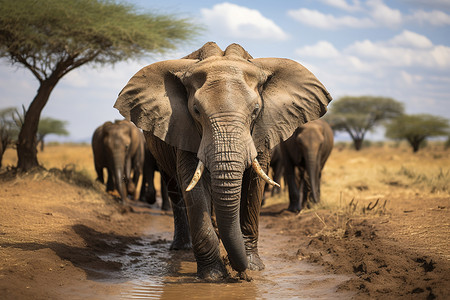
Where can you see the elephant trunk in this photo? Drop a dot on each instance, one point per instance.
(226, 182)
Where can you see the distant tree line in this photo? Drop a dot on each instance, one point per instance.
(11, 121)
(359, 115)
(50, 38)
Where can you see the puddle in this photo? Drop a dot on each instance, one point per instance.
(151, 271)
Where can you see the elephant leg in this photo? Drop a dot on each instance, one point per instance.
(110, 181)
(181, 235)
(99, 171)
(303, 192)
(165, 205)
(148, 191)
(135, 182)
(205, 242)
(294, 195)
(252, 195)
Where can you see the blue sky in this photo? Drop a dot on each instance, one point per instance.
(396, 48)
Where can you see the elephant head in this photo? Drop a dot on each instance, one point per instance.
(122, 141)
(226, 107)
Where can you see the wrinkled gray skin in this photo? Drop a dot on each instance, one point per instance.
(225, 109)
(119, 147)
(308, 150)
(148, 191)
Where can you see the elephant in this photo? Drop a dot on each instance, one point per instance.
(211, 119)
(119, 147)
(148, 191)
(307, 150)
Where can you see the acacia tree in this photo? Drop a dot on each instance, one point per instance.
(358, 115)
(50, 126)
(417, 128)
(8, 129)
(53, 37)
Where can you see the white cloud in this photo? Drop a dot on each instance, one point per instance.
(410, 79)
(342, 4)
(383, 14)
(411, 39)
(434, 17)
(241, 22)
(322, 49)
(317, 19)
(405, 50)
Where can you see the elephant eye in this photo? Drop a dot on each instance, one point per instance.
(196, 111)
(255, 111)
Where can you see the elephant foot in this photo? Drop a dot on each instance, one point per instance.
(212, 273)
(255, 262)
(150, 199)
(294, 208)
(180, 245)
(165, 206)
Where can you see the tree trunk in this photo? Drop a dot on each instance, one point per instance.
(27, 142)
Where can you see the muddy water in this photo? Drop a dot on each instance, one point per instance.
(151, 271)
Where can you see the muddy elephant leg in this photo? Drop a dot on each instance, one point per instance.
(294, 195)
(303, 191)
(252, 195)
(99, 171)
(165, 205)
(181, 235)
(110, 181)
(205, 242)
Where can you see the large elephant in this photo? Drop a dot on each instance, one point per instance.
(119, 147)
(308, 149)
(219, 113)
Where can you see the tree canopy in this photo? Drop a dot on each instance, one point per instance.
(53, 37)
(50, 126)
(417, 128)
(358, 115)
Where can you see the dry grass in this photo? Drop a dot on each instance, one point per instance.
(351, 181)
(365, 184)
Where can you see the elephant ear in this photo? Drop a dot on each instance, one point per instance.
(291, 96)
(156, 101)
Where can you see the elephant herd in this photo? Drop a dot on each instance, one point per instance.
(210, 123)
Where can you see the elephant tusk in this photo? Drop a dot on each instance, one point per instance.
(256, 166)
(198, 173)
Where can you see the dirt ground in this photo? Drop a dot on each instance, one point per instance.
(384, 222)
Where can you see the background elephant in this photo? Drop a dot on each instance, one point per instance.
(219, 113)
(148, 190)
(119, 147)
(307, 150)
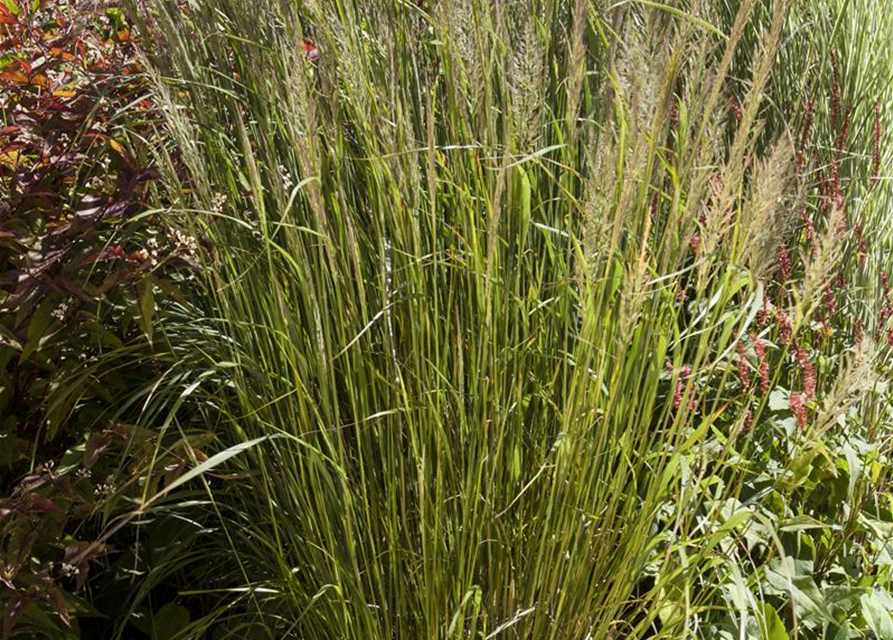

══════

▶ Task
Reproduce the material word for word, starting at the line that contains "Where can you see the large" and ending at the end of the material. Leave the pictures out of your answer.

▶ Complete response
Where can you see the large elephant in this photo? Drop a dot on each instance, one point per instance.
(119, 147)
(308, 149)
(219, 113)
Where can you see the tree canopy in this photo? Drop a dot on each instance, one point per instance.
(53, 37)
(50, 126)
(417, 128)
(358, 115)
Where can you see the dry grass in this photo? Drop a dot on each instance, one point per instance.
(351, 181)
(365, 184)
Where can you see the elephant ear in this photo? Drop a dot on each instance, one point per instance.
(291, 96)
(156, 101)
Where can you see the elephant herd in this photo? Drop a dot on each instance, one point per instance.
(210, 123)
Where can you see the elephant tusk in this photo? Drop a dot on each instance, one point per instance.
(256, 166)
(198, 173)
Where can you see the dirt ground in this photo? Drop a dot on each instance, one point per instance.
(384, 222)
Where can you see the background elephant in this photo? Drop a dot on each instance, one point per instance.
(219, 113)
(148, 190)
(119, 147)
(307, 150)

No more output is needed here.